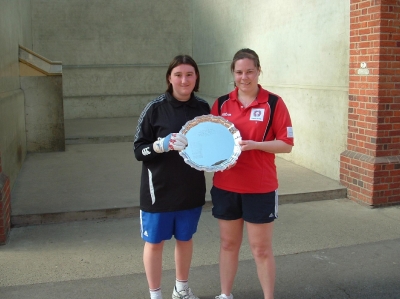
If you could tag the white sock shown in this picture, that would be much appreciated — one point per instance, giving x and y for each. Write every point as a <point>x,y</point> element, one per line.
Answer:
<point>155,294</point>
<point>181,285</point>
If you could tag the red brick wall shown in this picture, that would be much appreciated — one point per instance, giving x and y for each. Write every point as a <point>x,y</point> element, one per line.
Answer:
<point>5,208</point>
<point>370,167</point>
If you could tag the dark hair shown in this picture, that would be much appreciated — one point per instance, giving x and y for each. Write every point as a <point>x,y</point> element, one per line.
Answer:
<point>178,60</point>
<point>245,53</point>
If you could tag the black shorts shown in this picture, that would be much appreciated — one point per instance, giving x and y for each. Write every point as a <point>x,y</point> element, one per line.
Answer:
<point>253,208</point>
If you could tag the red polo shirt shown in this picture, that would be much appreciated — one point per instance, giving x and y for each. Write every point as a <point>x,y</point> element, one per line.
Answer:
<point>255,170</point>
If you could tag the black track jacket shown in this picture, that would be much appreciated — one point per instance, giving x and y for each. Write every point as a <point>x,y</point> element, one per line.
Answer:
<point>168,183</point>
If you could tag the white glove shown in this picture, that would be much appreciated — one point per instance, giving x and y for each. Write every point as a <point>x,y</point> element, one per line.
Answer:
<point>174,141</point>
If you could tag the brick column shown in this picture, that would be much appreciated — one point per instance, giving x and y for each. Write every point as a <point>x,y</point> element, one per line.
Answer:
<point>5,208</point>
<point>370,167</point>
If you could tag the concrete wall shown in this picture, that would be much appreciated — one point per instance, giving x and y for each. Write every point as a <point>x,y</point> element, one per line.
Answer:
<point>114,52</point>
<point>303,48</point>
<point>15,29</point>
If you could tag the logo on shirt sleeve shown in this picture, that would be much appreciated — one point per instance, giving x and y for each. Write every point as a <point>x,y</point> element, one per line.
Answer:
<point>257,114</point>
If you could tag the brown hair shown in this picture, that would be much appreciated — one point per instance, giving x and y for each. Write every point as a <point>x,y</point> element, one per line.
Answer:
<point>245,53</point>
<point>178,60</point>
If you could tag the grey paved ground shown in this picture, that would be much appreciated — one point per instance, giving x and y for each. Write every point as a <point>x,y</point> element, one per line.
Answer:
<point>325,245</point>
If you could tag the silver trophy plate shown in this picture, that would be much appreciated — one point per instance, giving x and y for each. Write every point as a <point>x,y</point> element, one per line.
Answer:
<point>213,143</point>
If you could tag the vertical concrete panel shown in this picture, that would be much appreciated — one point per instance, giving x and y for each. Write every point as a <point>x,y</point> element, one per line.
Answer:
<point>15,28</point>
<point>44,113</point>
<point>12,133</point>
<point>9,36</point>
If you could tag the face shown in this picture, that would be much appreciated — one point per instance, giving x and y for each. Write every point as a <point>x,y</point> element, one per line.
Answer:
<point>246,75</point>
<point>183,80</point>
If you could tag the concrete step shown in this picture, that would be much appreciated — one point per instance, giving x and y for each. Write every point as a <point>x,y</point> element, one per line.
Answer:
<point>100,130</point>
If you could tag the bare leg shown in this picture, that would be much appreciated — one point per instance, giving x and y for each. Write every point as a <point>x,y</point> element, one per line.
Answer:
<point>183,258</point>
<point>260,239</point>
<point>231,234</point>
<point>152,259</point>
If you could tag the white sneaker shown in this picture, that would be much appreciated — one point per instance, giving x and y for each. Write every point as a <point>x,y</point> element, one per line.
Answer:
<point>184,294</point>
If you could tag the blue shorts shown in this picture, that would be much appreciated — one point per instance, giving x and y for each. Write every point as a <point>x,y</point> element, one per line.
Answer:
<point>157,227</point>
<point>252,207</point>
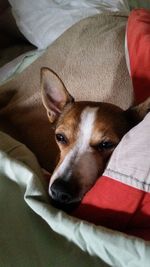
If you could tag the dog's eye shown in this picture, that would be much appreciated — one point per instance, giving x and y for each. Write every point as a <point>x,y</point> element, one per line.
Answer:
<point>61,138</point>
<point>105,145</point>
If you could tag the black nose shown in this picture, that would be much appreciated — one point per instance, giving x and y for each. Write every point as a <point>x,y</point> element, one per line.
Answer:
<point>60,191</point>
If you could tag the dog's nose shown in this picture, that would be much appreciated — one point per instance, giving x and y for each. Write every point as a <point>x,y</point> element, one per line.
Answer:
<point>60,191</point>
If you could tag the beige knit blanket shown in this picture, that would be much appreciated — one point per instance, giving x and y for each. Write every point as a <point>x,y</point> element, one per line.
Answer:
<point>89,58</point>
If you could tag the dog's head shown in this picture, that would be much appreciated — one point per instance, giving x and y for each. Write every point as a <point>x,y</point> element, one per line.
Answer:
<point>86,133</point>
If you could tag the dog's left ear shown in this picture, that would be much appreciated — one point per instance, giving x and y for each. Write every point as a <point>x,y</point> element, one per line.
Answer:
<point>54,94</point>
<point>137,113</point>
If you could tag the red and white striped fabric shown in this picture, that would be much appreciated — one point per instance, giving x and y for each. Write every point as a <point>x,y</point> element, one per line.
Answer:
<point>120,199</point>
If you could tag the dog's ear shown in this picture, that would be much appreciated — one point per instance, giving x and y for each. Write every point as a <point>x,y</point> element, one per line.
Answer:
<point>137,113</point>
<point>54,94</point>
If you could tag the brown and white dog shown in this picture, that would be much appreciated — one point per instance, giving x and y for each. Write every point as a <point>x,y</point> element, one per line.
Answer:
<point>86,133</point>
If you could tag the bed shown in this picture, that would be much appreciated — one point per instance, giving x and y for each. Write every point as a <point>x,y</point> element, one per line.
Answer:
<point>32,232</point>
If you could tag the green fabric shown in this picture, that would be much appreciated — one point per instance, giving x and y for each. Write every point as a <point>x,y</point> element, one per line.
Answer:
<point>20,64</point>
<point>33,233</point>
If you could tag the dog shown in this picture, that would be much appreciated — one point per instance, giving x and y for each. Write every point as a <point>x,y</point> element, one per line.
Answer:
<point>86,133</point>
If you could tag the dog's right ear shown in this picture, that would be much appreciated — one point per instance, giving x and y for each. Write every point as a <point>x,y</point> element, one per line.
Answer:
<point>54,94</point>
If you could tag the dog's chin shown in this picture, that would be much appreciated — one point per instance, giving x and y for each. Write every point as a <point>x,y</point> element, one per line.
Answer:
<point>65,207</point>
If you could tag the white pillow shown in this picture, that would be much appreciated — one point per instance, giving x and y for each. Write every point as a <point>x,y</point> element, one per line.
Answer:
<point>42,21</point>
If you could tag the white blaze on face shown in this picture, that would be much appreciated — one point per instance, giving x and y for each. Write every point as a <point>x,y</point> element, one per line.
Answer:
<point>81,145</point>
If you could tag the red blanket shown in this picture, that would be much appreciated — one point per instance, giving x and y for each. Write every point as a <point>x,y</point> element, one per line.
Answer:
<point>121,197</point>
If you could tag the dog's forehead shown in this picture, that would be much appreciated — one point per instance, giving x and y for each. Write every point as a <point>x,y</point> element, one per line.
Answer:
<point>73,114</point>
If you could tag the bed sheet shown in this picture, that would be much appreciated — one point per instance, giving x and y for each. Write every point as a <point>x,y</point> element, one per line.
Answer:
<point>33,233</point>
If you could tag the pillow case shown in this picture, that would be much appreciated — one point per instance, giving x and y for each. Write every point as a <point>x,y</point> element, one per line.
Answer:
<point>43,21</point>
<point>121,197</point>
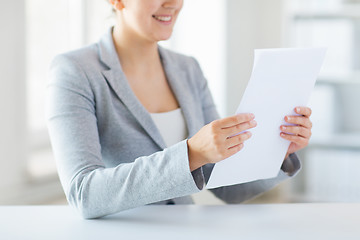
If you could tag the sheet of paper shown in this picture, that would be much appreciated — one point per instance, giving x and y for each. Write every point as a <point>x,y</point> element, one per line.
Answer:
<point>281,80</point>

Problem details
Rewrite everything from the line containing "If you could tag the black shorts" down to the line containing "<point>255,170</point>", changing "red polo shirt" to "red jersey" and leaving all else as it is.

Result of this task
If you could tag the black shorts shown in this picture, that would be much appreciated — one point per instance, giving x and y for each. Write every point as a <point>x,y</point> element, one per line.
Answer:
<point>253,208</point>
If you could tag the red jersey shown in this picture, that would be much appreciated — one point per instance, giving x and y for each. Write every point as a <point>x,y</point> element, one per line.
Answer:
<point>255,170</point>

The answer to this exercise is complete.